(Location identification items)

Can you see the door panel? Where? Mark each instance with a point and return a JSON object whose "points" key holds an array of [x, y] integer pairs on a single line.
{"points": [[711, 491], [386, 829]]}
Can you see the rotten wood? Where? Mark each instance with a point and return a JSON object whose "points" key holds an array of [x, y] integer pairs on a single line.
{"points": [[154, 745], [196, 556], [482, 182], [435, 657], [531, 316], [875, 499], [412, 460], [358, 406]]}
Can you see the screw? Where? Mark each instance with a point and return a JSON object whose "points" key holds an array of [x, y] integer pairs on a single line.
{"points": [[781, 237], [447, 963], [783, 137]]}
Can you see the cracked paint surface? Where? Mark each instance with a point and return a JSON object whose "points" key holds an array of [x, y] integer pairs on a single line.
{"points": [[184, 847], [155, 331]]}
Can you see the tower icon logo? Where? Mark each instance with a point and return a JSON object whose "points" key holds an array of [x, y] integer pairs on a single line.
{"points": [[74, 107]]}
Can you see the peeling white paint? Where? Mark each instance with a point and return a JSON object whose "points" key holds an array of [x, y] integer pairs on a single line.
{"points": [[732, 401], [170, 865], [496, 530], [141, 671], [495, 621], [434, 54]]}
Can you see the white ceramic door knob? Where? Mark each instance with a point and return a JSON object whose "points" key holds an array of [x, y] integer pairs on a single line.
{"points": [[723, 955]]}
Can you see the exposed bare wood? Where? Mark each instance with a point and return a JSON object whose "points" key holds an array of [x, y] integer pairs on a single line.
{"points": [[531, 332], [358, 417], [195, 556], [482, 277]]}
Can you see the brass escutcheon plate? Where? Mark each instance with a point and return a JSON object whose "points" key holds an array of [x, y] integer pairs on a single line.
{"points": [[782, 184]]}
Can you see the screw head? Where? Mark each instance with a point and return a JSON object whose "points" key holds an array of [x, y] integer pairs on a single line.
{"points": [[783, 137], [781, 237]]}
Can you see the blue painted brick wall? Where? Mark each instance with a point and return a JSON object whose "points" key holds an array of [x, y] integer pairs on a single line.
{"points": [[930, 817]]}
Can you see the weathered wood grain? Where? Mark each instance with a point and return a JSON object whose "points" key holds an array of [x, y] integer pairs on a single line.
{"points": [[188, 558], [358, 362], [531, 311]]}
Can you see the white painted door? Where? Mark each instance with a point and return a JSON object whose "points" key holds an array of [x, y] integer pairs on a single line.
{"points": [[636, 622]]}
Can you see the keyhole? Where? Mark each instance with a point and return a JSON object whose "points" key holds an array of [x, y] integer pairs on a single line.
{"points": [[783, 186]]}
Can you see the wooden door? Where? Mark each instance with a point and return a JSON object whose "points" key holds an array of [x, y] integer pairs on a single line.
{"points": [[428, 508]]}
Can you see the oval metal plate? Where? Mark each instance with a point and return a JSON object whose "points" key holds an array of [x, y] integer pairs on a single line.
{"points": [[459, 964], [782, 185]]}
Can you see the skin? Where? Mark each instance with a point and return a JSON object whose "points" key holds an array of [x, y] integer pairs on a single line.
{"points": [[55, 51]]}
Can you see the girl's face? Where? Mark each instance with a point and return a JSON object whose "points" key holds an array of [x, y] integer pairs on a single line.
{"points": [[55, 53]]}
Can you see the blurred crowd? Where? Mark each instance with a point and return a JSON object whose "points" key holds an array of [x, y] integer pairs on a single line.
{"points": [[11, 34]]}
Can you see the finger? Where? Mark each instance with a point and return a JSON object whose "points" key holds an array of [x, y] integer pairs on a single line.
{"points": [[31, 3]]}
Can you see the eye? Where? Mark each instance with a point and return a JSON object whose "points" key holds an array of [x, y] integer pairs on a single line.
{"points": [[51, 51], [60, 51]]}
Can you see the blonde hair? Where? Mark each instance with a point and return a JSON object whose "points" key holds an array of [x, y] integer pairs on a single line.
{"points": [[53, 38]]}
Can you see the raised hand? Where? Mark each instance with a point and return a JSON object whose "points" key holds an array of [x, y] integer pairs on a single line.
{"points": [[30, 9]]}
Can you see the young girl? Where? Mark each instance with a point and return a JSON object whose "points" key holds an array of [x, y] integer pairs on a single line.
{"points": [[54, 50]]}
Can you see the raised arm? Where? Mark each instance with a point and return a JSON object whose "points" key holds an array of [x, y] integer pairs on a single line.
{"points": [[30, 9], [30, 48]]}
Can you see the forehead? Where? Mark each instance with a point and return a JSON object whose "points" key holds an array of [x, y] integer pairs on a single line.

§ Work to be completed: Word for word, write out all of the data above.

§ Exercise response:
Can you see the door panel? Where? Mark each instance with a point and return a JSON object whose "points" key holds an array of [x, y] integer pairs on a single line.
{"points": [[711, 491], [386, 829]]}
Can you see the rotten wood? Where? Mark each instance with a point and return a JSON object whose "points" key holds an array of [x, y] integer pairs on a single line.
{"points": [[154, 745], [196, 556], [482, 182], [435, 657], [531, 316], [875, 499], [412, 460], [358, 406]]}
Can you see the screw? Where? Mark each instance with a point and return a JSON object whose "points" key holds an array of [x, y] integer pairs on a single line.
{"points": [[781, 237], [447, 963], [783, 137]]}
Can you see the cracked paint surface? Where? Mark each instance with a point and return a JSON object whose "points" key holds an array of [x, y] integer pairs on a single line.
{"points": [[184, 847], [155, 331]]}
Can you see the tower icon logo? Where? Mark each instance with a point and return a JSON object whose "points" key holds an array of [x, y] integer pairs on a single line.
{"points": [[74, 107]]}
Can you see the peeling white paint? Where? Mark each instance with a point and return a JSON object whose "points" key holds an array of [x, y] integer pairs on a single line.
{"points": [[732, 401], [170, 865], [496, 530], [141, 671], [495, 621], [434, 54]]}
Can you see the white ceramic door knob? Where? Mark each instance with a point and return a JSON object whose "points" key holds an array of [x, y] integer pairs on a single line.
{"points": [[723, 955]]}
Can you see the exposed bare wood? Where? Mark each instance with a point and return a JSON object whose "points" key holds an array of [x, y] integer pairs on a single line.
{"points": [[531, 332], [358, 417], [195, 556], [482, 277]]}
Can you see the brass escutcheon plate? Where? Mark each instance with a point and return a JSON object whose "points" key holds an array of [x, y] integer pairs on a single line.
{"points": [[782, 184]]}
Can you see the screw head? Where? Mark each instance with a point and return a JSON object whose "points" key holds an array of [x, y] integer pairs on a single line.
{"points": [[783, 137], [781, 237]]}
Can you see the blue painted brick wall? Where? Mark each instance with a point and return a JSON object whose "points" key holds an array of [x, y] integer pairs on a single line.
{"points": [[930, 817]]}
Can you see the weathered wood grain? Where? Mark each instance with a point and return a JSON object whose "points" key holds an array of [x, y] integer pairs on a single line.
{"points": [[188, 558], [358, 362], [531, 311]]}
Can you see the white painted door? Where? Mark each instance with a point and return a JSON object whose "points" key holds an array of [x, y] integer pairs on a single line.
{"points": [[636, 622]]}
Can you see the keyhole? Where? Mark each instance with a point and return a JSON object whose "points" key holds an array of [x, y] integer pairs on a single line.
{"points": [[783, 186]]}
Can you see the wooden door? Where? Mark each instance with a point and return a JSON object whose "points" key holds an array of [x, y] integer pairs on a single line.
{"points": [[428, 508]]}
Can you see the oval metal plate? Where? Mark each instance with a point and return a JSON object whose "points" key holds an array of [x, y] integer pairs on a single line.
{"points": [[459, 964], [782, 185]]}
Can you see the skin? Where? Mark each instance with a point and return a JSON object whose "points" key holds an array of [x, y] integer pairs on a single line.
{"points": [[55, 51]]}
Can you see the girl's face? Where? Mark each instance with a point and return a JSON object whose "points" key holds an array of [x, y] integer pairs on a single line.
{"points": [[55, 53]]}
Can you see the blurred crowd? Where? Mark each instance with a point and return a JSON object whose "points" key holds an array of [x, y] integer pairs on a single line.
{"points": [[11, 34]]}
Can you see the finger? Where? Mark each instance with a point and return a JSON object whose "points" key holds an array of [x, y] integer pairs on a single line.
{"points": [[31, 3]]}
Can you see the eye? Where? Mark each instance with a point and return a JSON object whose "points" key holds an array of [x, y] integer pairs on a single line.
{"points": [[51, 51], [60, 51]]}
Can you see the blonde hair? Where? Mark each instance with a point and return a JSON object whose "points" key holds an array of [x, y] integer pairs on a single line.
{"points": [[53, 38]]}
Can you see the raised hand? Where? Mark each instance with a point and return a JSON object whose "points" key holds an array of [x, y] integer pairs on a single line.
{"points": [[30, 9]]}
Can you see the young girl? Where? Mark each instance with a point and return a JSON object whose "points" key holds an array of [x, y] integer pairs on a single line.
{"points": [[54, 50]]}
Can you see the raised arm? Where? Mark each instance with a point and return a JSON object whose "points" key holds an array of [x, y] integer pairs on a single line.
{"points": [[30, 9], [30, 48]]}
Can you see the forehead? Where? Mark each instance with a point and return a JSON object whose "points" key holds an array of [x, y] integer pairs on a single line.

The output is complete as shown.